The move by SFS into the primary care sector reflects lessors’
habit of specialisation in the health care finance market.

Philips Medical Capital Europe, of which 40 percent is owned by
Phillips and 60 percent by SG, concentrates on the German, UK,
French, Italian, Spanish and Dutch markets, as well as, more
recently, some key CEE markets. Its US equivalent, a joint venture
between Philips and De Lage Landen International formed in 2002,
concentrates on financing diagnostic imaging equipment.

In terms of scale, SFS is one of the biggest players in the
European health care leasing market. Within the UK it provides over
50 percent of health care equipment financing to the NHS.

SFS, GE Commercial Finance, and Philips Medical Capital Europe
constitute 90 per cent of the large ticket medical equipment
leasing market – predominantly CT and MRI scanners, or assets that
comprise €0.5 million and upwards, according to Jonathan Andrew,
CEO of SFS.

As the table on page 31 illustrates, the main players in the
market have some key vendor finance partnerships.

However, the real wealth of their multiple partnerships is
difficult to quantify, given the general sentiment of secrecy and
competition amongst lessors who refused to comment on various
individual joint ventures or vendor finance arrangements.

==================================================

» **Aim of the exercise**
In the excerpt on health care leasing, what share of health care equipment financing to the NHS does SFS provide?

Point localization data
==================================================

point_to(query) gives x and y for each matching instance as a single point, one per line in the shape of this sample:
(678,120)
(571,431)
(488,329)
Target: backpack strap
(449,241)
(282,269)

==================================================

» **Response to this task**
SFS provides over 50 percent of health care equipment financing to the NHS.